= Exercise requirements =
Repeat the material in full. Keep every line exactly as it is.

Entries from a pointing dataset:
-- -- --

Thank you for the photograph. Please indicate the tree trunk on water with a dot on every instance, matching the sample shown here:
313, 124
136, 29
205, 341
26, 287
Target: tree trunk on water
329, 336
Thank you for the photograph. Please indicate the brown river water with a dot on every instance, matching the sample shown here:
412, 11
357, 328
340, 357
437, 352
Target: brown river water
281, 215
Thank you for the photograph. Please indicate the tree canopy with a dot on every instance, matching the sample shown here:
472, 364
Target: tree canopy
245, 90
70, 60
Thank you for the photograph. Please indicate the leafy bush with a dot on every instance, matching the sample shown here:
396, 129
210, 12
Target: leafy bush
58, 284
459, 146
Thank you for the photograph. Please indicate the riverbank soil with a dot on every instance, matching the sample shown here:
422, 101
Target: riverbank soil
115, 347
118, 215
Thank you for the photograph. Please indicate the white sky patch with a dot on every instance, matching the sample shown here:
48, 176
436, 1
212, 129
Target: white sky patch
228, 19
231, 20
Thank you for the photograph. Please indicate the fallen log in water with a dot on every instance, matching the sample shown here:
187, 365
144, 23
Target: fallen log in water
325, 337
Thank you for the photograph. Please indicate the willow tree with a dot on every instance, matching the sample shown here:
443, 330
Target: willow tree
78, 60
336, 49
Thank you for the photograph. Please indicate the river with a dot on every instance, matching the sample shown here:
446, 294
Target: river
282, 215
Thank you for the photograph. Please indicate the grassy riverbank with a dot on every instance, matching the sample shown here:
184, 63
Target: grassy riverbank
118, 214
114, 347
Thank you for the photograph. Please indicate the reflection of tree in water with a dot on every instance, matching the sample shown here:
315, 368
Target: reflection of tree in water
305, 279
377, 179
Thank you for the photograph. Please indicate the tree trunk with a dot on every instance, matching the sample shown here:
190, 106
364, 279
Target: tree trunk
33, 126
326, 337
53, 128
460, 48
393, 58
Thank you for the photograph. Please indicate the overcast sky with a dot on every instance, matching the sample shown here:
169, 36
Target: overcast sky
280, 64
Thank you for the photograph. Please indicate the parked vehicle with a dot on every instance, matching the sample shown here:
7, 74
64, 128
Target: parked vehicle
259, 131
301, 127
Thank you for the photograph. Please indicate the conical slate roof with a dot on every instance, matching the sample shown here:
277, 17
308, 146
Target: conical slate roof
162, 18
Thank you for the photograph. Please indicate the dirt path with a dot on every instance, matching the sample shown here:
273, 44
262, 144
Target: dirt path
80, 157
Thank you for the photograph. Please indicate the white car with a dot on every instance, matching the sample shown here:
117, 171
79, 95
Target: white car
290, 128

-- -- --

= Output for this task =
Thank you for the photograph. Please indicate the tree trunk on water with a dot on every instance, matching the sample shown here:
313, 124
136, 29
205, 341
26, 287
Target: tree trunk on water
329, 336
Thank you for the photograph. Please indicate the brown river water with a dot on every instance, matching the sample shown here:
412, 11
357, 328
340, 357
437, 352
Target: brown river water
281, 215
Thank you for the photograph. Please indicate the tree canopy with a dot on every instance, matching the sample shown here:
472, 364
Target: tree canopy
245, 90
70, 60
Thank you for the photograph. Please indicate the leafy bush with a dot on every instance, matching the sample shown here:
396, 129
210, 12
Target: leafy bush
58, 284
459, 146
Thank you for the photograph. Please indicate the riverbank soil with a dot on every instance, matching the sample shown here:
422, 101
Target: riverbank soil
115, 347
118, 215
Thank you for the photograph. Please indicate the white sky patch with a dot on every instance, matching the sample shown here:
48, 176
436, 1
212, 129
Target: white sky patch
228, 19
231, 20
Thank you for the photograph. Please indicate the fallen log in water with a dot on every instance, matching the sample shown here:
187, 365
144, 23
Target: fallen log in water
325, 337
Thank you for the photograph. Please indicate the willow tree with a dot on every instance, matching the sample shown here:
443, 330
Target: willow tree
78, 60
336, 49
Thank you for the photograph. Please indicate the river with a dot on every instance, matching the sample shown here:
446, 294
Target: river
282, 215
Thank you for the photograph. Please indicate the grassy riverbank with a dot on every instance, matching the sample shown here:
184, 63
Target: grassy riverbank
118, 214
114, 347
Thank you for the photograph. Please indicate the reflection of tree in water with a dot on every instance, matching the sample shown here:
315, 368
Target: reflection of tree in water
305, 279
377, 179
Thank you for the photograph. Please indicate the tree trunk with a dot on every instance, matching the sample shown here:
190, 106
364, 279
Target: tree trunk
33, 126
326, 337
53, 128
460, 48
393, 58
Thank you for the photograph. Please indicate the overcast sky with a dot on every instance, matching the sample shown here:
169, 36
Target: overcast sky
280, 64
Thank you for the photograph. Please indicate the parked vehicle with a dot on every instance, matching the sample shown here:
7, 74
64, 128
Target: parked vehicle
259, 131
301, 127
Thank you for the photograph. Please indicate the conical slate roof with a dot on every instance, matching the sample shown here:
277, 17
308, 146
Target: conical slate roof
162, 18
Thank you for the photograph. Please indicate the dirt path with a dot on every instance, matching the sample shown here:
273, 44
262, 144
Target: dirt path
80, 157
Thank you for the photograph. Please indicate the white car with a dot on every instance, matching the sample shown here:
117, 171
79, 95
Target: white car
290, 128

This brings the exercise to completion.